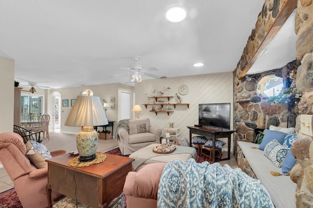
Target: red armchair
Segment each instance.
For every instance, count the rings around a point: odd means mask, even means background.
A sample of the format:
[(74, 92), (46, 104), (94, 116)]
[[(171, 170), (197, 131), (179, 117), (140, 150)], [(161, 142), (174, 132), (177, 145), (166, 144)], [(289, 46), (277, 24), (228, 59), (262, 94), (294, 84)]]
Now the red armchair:
[[(19, 134), (13, 132), (0, 133), (0, 161), (14, 182), (23, 208), (47, 208), (45, 189), (48, 168), (37, 168), (28, 160), (26, 149), (23, 139)], [(52, 157), (55, 157), (66, 152), (65, 150), (57, 150), (50, 153)], [(52, 191), (52, 198), (60, 195)]]

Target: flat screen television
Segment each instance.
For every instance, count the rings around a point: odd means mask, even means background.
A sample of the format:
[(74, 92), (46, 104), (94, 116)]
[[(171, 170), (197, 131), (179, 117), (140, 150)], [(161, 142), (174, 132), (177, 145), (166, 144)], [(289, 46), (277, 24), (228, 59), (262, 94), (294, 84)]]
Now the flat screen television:
[(230, 104), (199, 104), (199, 125), (230, 129)]

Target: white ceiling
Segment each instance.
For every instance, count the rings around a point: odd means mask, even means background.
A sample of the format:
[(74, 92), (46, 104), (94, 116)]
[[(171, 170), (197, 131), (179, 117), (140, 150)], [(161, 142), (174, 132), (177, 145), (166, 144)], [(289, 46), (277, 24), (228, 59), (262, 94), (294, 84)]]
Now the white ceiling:
[[(233, 71), (264, 3), (0, 0), (0, 56), (15, 60), (21, 84), (27, 81), (53, 88), (127, 83), (128, 71), (119, 67), (133, 64), (133, 55), (141, 57), (137, 63), (144, 67), (158, 68), (150, 73), (160, 76)], [(176, 3), (187, 9), (188, 17), (170, 23), (165, 12)], [(272, 56), (266, 62), (277, 61)], [(193, 66), (199, 62), (205, 65)], [(261, 65), (258, 69), (271, 69)]]

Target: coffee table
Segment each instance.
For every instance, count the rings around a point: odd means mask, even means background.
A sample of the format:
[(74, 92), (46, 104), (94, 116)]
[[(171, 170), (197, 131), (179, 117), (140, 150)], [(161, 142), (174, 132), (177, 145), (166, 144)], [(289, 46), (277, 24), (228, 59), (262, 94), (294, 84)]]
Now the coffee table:
[(78, 201), (93, 208), (107, 207), (113, 199), (119, 196), (134, 160), (104, 154), (107, 159), (104, 162), (75, 169), (68, 164), (75, 157), (73, 155), (66, 154), (46, 160), (49, 207), (51, 207), (52, 189), (74, 199), (77, 196)]

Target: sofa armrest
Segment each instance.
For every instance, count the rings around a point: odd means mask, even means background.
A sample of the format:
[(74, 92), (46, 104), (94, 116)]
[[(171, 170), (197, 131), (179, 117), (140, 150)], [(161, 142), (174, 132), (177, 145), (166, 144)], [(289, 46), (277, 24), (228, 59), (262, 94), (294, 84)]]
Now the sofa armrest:
[(63, 149), (60, 149), (58, 150), (55, 151), (51, 151), (50, 152), (52, 157), (56, 157), (58, 156), (64, 155), (64, 154), (66, 154), (67, 152), (65, 150)]
[(121, 128), (118, 129), (117, 133), (118, 134), (119, 139), (121, 141), (124, 142), (126, 144), (128, 144), (128, 137), (129, 136), (129, 134), (126, 129)]
[(34, 179), (47, 175), (48, 174), (48, 167), (44, 167), (35, 169), (29, 173), (28, 178)]
[(158, 128), (156, 126), (150, 125), (149, 127), (149, 132), (156, 135), (156, 139), (157, 140), (160, 138), (162, 133), (162, 129)]

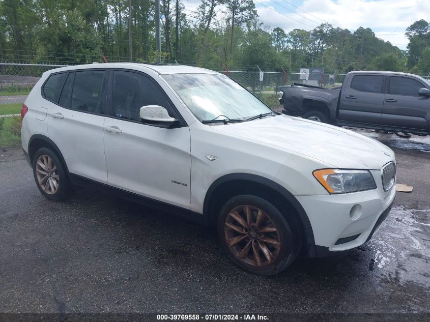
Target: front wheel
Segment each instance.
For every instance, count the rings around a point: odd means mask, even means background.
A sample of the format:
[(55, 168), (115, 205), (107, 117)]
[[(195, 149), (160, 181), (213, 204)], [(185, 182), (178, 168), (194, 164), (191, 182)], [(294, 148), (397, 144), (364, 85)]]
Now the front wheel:
[(239, 266), (259, 275), (276, 274), (300, 252), (300, 236), (289, 219), (288, 214), (264, 199), (237, 196), (220, 212), (218, 237), (227, 256)]
[(33, 157), (33, 174), (37, 187), (46, 198), (59, 200), (64, 199), (69, 184), (63, 164), (52, 150), (41, 148)]
[(302, 117), (303, 119), (314, 121), (316, 122), (321, 122), (322, 123), (328, 122), (328, 118), (327, 115), (320, 111), (313, 110), (306, 112)]

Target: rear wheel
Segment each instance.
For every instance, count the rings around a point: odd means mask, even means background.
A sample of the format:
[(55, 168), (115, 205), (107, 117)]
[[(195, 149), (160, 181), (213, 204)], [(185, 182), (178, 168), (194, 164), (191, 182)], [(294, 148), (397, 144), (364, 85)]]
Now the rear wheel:
[(227, 201), (220, 212), (217, 228), (230, 259), (257, 275), (280, 272), (300, 252), (300, 237), (288, 214), (255, 196), (243, 195)]
[(314, 121), (317, 122), (327, 123), (328, 122), (328, 118), (327, 115), (320, 111), (313, 110), (306, 112), (302, 116), (303, 119)]
[(45, 197), (63, 199), (69, 190), (69, 181), (63, 164), (50, 149), (41, 148), (33, 157), (33, 174), (36, 185)]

========

TASK INSTRUCTIONS: Reproduce the listing above word for word, from beginning to end, leaving out the pictures.

SOLVED EXERCISE:
Target: red armchair
Segment each instance.
For every instance, count the rings around a point: odd means mask, even means background.
A sample of the format:
[(74, 92), (46, 104), (94, 116)]
[[(171, 170), (197, 131), (179, 117), (140, 150)], [(161, 142), (174, 132), (177, 145), (166, 144)], [(289, 46), (277, 24), (228, 59), (262, 94), (294, 84)]]
Now the red armchair:
[[(19, 134), (13, 132), (0, 133), (0, 161), (14, 182), (23, 208), (47, 208), (45, 189), (48, 168), (37, 168), (28, 160), (26, 149), (23, 139)], [(52, 157), (55, 157), (66, 152), (65, 150), (57, 150), (50, 153)], [(52, 191), (52, 198), (60, 195)]]

Target: flat screen television
Segment each instance.
For every instance, count the rings around a point: odd means mask, even means background.
A sample of the format:
[(74, 92), (46, 104), (94, 116)]
[[(171, 170), (197, 131), (179, 117), (140, 150)], [(161, 142), (174, 132), (177, 145), (166, 144)], [(289, 46), (277, 24), (228, 59), (262, 94), (294, 84)]]
Now the flat screen television:
[(230, 104), (199, 104), (199, 125), (230, 129)]

Target: white ceiling
Segment each instance.
For every instance, count the rings around a point: odd means mask, even means background.
A sample of the format:
[(74, 92), (46, 104), (94, 116)]
[[(171, 170), (197, 131), (179, 117), (140, 150)], [(161, 142), (174, 132), (177, 145), (166, 144)], [(289, 46), (277, 24), (228, 59), (262, 94), (294, 84)]]
Now the white ceiling:
[[(233, 71), (264, 3), (0, 0), (0, 56), (15, 60), (21, 84), (27, 81), (53, 88), (127, 83), (128, 71), (119, 67), (133, 64), (133, 55), (141, 57), (137, 63), (144, 67), (158, 68), (150, 73), (160, 76)], [(176, 3), (187, 9), (188, 17), (170, 23), (165, 12)], [(272, 56), (266, 62), (277, 61)], [(193, 66), (199, 62), (205, 65)], [(261, 65), (258, 69), (271, 69)]]

Target: coffee table
Segment each instance.
For every instance, count the rings around a point: odd means mask, even means background.
A sample of the format:
[(74, 92), (46, 104), (94, 116)]
[[(171, 170), (197, 131), (179, 117), (140, 150)], [(161, 142), (174, 132), (177, 145), (166, 144)], [(289, 46), (277, 24), (228, 59), (262, 94), (294, 84)]]
Now the coffee table:
[(78, 201), (93, 208), (107, 207), (113, 199), (119, 196), (134, 160), (104, 154), (107, 159), (104, 162), (75, 169), (68, 164), (75, 157), (73, 155), (66, 154), (46, 160), (49, 207), (51, 207), (52, 189), (74, 199), (77, 196)]

Target: sofa armrest
Segment each instance.
For every instance, count the rings around a point: odd means mask, even means background.
A sample of the format:
[(74, 92), (46, 104), (94, 116)]
[[(171, 170), (197, 131), (179, 117), (140, 150)], [(161, 142), (174, 132), (177, 145), (166, 144)], [(289, 46), (277, 24), (228, 59), (262, 94), (294, 84)]]
Now the sofa armrest:
[(63, 149), (60, 149), (58, 150), (55, 151), (51, 151), (50, 152), (52, 157), (56, 157), (58, 156), (64, 155), (64, 154), (66, 154), (67, 152), (65, 150)]
[(121, 128), (118, 129), (117, 133), (118, 134), (119, 139), (121, 141), (124, 142), (126, 144), (128, 144), (128, 137), (129, 136), (129, 134), (126, 129)]
[(34, 179), (47, 175), (48, 174), (48, 167), (44, 167), (35, 169), (29, 173), (28, 178)]
[(158, 128), (156, 126), (150, 125), (149, 127), (149, 132), (156, 135), (156, 139), (157, 140), (160, 138), (162, 133), (162, 129)]

Target: front wheel
Segment each instance.
For every instance, count the rings around a point: odd means mask, even means background.
A sample of the format:
[(55, 168), (115, 205), (107, 117)]
[[(195, 149), (160, 181), (213, 204)], [(185, 182), (178, 168), (194, 164), (191, 182)], [(294, 148), (397, 144), (364, 85)]]
Now the front wheel:
[(239, 266), (259, 275), (276, 274), (300, 252), (300, 236), (289, 219), (288, 214), (264, 199), (237, 196), (220, 212), (218, 237), (227, 256)]
[(33, 157), (33, 174), (37, 187), (46, 198), (59, 200), (64, 199), (69, 184), (63, 164), (52, 150), (41, 148)]
[(302, 117), (303, 119), (314, 121), (316, 122), (321, 122), (322, 123), (328, 122), (328, 118), (327, 115), (320, 111), (313, 110), (306, 112)]

Target: rear wheel
Segment each instance.
For every instance, count the rings around a point: odd means mask, even means background.
A sample of the format:
[(55, 168), (115, 205), (107, 117)]
[[(195, 149), (160, 181), (213, 204)], [(185, 182), (178, 168), (194, 164), (191, 182)], [(294, 148), (397, 144), (364, 85)]]
Now the rear wheel:
[(227, 201), (220, 212), (217, 228), (230, 259), (257, 275), (280, 272), (300, 252), (300, 237), (288, 214), (255, 196), (243, 195)]
[(314, 121), (317, 122), (327, 123), (328, 122), (328, 118), (327, 115), (320, 111), (313, 110), (306, 112), (302, 116), (303, 119)]
[(45, 197), (63, 199), (69, 190), (69, 181), (63, 164), (50, 149), (41, 148), (33, 157), (33, 174), (36, 185)]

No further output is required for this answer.